### PASSAGE TO READ
Finally, we perform the DFA and KPSS tests for evaluating the stationarity of the time series. Table 4 shows the results of the two tests. For the first test, the null hypothesis is that the series has a unit root and therefore, it is not stationary. On the second test, the null hypothesis does not have unit root and therefore is stationary. Both tests confirm that the time series are not stationary. In summary, the time series used in the research are not normally distributed, are not stationary, are linear in addition to not presenting, in general, multivariate normality.

In addition to the statistical tests, which indicate characteristics of time series of agricultural commodities, it is also possible to identify the non-stationarity in Figure 2, which shows the behavior of the time series from November 2008 to December 2013, represented by the 267 weeks.
######
### MATERIAL SHOWN
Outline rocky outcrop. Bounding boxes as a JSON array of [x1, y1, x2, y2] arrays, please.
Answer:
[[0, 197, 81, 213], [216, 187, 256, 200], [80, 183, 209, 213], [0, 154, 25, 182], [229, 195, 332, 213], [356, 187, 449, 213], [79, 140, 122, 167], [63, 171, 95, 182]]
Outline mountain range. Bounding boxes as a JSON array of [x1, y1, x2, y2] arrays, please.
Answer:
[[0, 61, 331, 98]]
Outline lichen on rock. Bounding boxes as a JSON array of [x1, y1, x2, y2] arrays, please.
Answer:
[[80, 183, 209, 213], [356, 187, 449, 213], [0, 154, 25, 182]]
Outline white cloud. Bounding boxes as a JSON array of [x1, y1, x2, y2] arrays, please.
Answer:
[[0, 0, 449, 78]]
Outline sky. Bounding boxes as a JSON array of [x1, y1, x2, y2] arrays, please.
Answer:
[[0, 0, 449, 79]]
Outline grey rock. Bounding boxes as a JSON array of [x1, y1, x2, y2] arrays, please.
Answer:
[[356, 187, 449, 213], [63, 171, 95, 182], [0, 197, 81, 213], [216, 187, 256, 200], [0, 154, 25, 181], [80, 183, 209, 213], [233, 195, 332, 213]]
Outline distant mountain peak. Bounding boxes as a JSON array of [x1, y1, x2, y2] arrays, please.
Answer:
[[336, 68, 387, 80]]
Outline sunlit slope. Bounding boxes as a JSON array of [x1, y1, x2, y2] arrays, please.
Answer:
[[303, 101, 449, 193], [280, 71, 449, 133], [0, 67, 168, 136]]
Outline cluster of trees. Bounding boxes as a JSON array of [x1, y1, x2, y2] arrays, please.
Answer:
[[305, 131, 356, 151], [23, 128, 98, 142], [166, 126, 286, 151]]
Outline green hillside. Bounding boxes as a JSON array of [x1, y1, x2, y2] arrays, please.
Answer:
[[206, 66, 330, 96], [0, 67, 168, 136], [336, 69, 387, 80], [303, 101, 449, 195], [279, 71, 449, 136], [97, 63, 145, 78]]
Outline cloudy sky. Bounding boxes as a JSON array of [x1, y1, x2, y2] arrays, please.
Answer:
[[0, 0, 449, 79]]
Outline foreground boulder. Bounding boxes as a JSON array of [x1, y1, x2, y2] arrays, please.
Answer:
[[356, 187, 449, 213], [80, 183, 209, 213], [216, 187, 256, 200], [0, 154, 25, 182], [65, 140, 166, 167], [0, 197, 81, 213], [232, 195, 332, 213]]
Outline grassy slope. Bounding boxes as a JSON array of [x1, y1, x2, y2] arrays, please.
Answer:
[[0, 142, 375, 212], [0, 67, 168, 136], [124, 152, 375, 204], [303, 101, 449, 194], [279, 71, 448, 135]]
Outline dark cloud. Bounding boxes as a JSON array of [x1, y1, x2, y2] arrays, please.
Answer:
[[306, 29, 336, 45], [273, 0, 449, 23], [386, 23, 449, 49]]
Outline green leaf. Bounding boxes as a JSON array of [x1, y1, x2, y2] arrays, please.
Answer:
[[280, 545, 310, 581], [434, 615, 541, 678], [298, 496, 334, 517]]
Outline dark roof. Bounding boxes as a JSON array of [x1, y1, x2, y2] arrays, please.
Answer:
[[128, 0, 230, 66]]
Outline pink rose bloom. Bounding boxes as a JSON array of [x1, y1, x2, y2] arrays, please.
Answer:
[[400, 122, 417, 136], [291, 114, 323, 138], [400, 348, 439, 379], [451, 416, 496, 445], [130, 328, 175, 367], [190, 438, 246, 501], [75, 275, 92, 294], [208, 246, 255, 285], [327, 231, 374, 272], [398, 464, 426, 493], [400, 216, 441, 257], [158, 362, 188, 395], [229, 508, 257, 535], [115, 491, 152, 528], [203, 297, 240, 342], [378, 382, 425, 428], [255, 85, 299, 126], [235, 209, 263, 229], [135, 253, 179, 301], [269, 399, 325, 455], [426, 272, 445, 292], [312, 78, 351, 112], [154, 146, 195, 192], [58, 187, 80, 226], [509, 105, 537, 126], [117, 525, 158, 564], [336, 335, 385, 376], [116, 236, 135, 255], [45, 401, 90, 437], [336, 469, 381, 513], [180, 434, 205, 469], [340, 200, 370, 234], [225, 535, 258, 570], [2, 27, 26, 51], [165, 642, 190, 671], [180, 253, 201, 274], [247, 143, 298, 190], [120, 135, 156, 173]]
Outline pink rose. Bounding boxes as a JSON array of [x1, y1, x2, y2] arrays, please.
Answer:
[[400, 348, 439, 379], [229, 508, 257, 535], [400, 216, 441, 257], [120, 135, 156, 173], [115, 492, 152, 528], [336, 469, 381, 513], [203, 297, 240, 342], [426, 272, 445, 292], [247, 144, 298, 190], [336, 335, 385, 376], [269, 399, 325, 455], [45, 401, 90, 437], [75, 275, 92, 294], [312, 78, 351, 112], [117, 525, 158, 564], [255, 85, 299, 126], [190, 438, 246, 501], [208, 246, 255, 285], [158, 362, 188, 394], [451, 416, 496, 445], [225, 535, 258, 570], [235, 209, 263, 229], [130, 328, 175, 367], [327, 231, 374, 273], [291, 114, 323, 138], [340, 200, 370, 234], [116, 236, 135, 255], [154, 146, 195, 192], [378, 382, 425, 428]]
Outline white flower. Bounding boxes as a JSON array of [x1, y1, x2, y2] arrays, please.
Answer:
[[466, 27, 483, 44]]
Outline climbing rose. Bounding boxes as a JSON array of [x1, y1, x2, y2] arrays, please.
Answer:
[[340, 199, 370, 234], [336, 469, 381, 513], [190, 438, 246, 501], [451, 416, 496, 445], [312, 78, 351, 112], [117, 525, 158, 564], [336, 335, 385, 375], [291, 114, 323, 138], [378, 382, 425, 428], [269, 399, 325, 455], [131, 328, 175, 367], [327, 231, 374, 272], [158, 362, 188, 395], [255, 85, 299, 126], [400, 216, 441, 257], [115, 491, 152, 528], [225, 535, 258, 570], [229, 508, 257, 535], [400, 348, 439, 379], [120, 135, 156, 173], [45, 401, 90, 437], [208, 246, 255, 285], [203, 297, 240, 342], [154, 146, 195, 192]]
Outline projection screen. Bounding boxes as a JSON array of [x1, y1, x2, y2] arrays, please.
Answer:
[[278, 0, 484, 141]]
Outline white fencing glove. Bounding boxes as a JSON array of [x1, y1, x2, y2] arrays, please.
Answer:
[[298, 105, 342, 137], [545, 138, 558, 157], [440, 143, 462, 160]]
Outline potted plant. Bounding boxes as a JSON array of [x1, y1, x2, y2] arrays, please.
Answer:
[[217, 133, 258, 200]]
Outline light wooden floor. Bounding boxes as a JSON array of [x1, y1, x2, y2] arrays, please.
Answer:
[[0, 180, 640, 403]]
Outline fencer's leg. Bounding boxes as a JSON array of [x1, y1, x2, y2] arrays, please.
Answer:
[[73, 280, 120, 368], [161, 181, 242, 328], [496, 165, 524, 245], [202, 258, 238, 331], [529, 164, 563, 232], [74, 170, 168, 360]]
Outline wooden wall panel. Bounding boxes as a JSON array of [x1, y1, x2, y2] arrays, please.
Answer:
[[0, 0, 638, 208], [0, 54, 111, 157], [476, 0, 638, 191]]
######
PROMPT:
In the passage on time series stationarity above:
(a) What is the null hypothesis of the KPSS test?
(b) Over what period does Figure 2 show the behavior of the time series?
(c) How many weeks represent that period?

EXERCISE RESULT:
(a) The series does not have a unit root and is therefore stationary.
(b) From November 2008 to December 2013.
(c) 267 weeks.